EXTRACT PROVIDED:
- - -
# Hitachi HD Upgrade Acoustics



## PhatJD (Aug 8, 2006)

I just finished upgrading the HD Tivo to the 1 TB Htachi Deskstar HD. Everything went well except I did notice that it runs pretty loud when accessed. I saw that there is an acoustics option via the Hitachi Feature Tool software where if changed to 128 could fix that. 

My question is...I had to connect the Hitachi SATA drive via USB to my pc because it's all IDE. Is there any way to change the acoustic settings with this set up? I tried earlier and the drive was not recognized most likely because it wasn't internal. 

Thanks


----------



## flatcurve (Sep 27, 2007)

You could get an IDE->SATA converter. That's actually what I use to set the AAM on SATA drives, because for some reason the SATA PCI card we use isn't recognized by the Hitachi DFT.


----------



## PhatJD (Aug 8, 2006)

Thanks Flatcurve. Are there any that you would recommend? I looked at newegg and monoprice and a lot of them got poor reviews.


----------



## dtphonehome (Dec 26, 2006)

flatcurve said:


> You could get an IDE->SATA converter. That's actually what I use to set the AAM on SATA drives, because for some reason the SATA PCI card we use isn't recognized by the Hitachi DFT.


I'm using a SATA->IDE converter, and it's not working...the Hitachi tool doesn't see the IDE drive!


----------



## flatcurve (Sep 27, 2007)

dtphonehome said:


> I'm using a SATA->IDE converter, and it's not working...the Hitachi tool doesn't see the IDE drive!


Then it's probably the particular adapter you're using, or your PC. I only have experience with the Rosewill adapters, and they work fine for me. Are you trying to configure an AAM compatible drive?


----------



## dtphonehome (Dec 26, 2006)

flatcurve said:


> Then it's probably the particular adapter you're using, or your PC. I only have experience with the Rosewill adapters, and they work fine for me. Are you trying to configure an AAM compatible drive?
- - -
SUPPLIED MATERIAL:
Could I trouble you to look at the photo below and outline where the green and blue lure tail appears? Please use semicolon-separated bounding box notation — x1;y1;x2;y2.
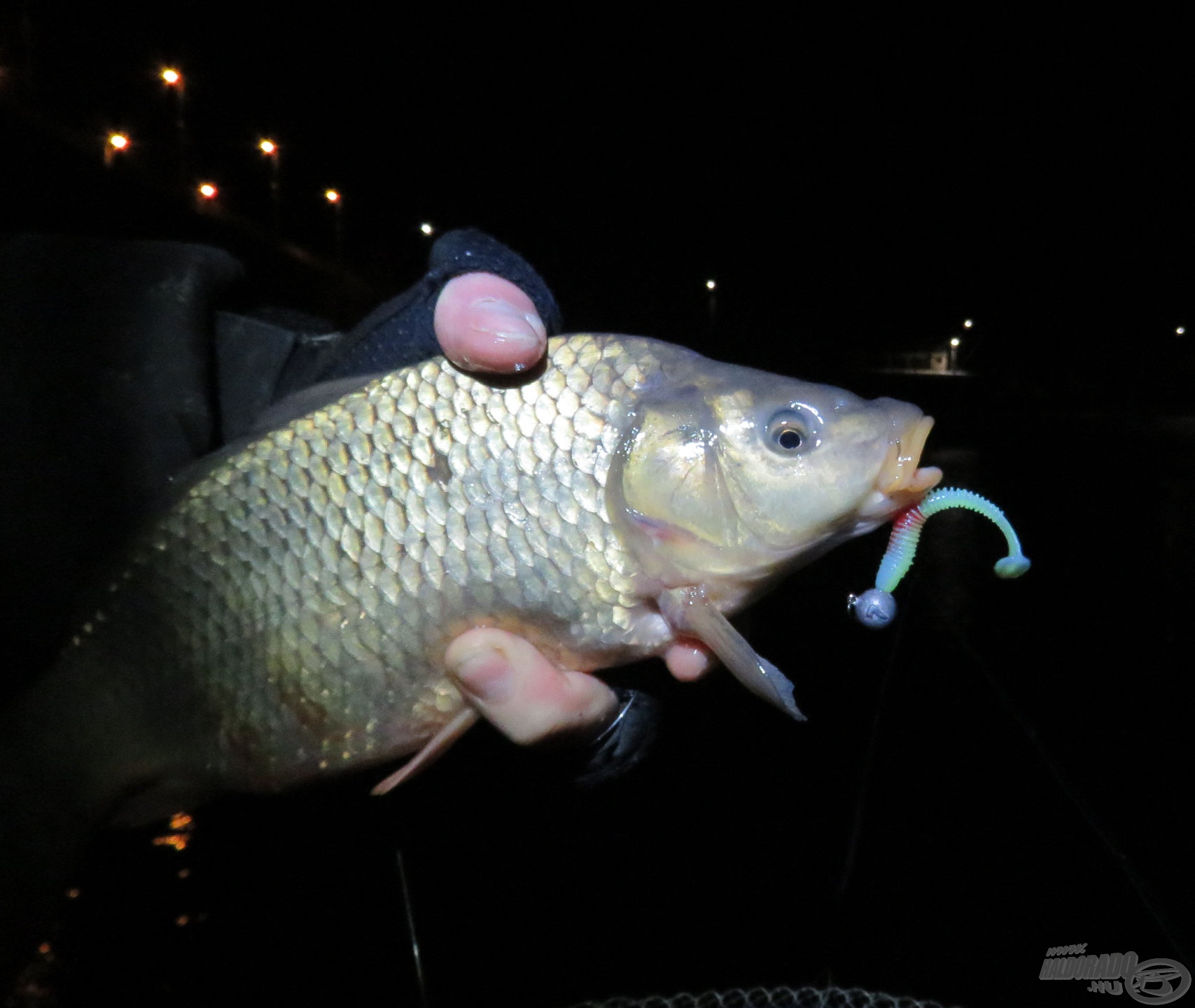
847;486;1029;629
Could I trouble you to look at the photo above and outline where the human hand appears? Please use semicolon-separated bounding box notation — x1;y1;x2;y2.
- - -
GIVEN REQUEST: Continue the Hitachi acoustics thread above, beginning with dtphonehome's reply beneath the quoted flatcurve post.

TASK OUTPUT:
It could be the adaptor, as it's a super-cheap chinese brand. I know that others have used this PC (Dell Inspiron 530) to do this. The drive is AAM compatible. Your Rosewill allows you to connect the IDE drive to a SATA motherboard, and the Hitachi tool sees it?


----------



## flatcurve (Sep 27, 2007)

dtphonehome said:


> It could be the adaptor, as it's a super-cheap chinese brand. I know that others have used this PC (Dell Inspiron 530) to do this. The drive is AAM compatible. Your Rosewill allows you to connect the IDE drive to a SATA motherboard, and the Hitachi tool sees it?


Actually, I do it the other way around. I'm connecting a SATA drive to the IDE chain using the adapter. There's no onboard SATA with the PC I'm using to do this.


----------



## tivoupgrade (Sep 27, 2000)

Actually, the IDE --> SATA we use is an addonics; the SATA cards we use for programming drives (the one flatcurve mentioned) is a Rosewill.

Lou


----------



## dtphonehome (Dec 26, 2006)

I decided to just order a PCI IDE controller card so I have a couple IDE ports to work with. All these workarounds aren't working for me. It cost $13.


----------



## ilh (Dec 21, 2007)

I sure hope you meant you bought a PCI SATA card.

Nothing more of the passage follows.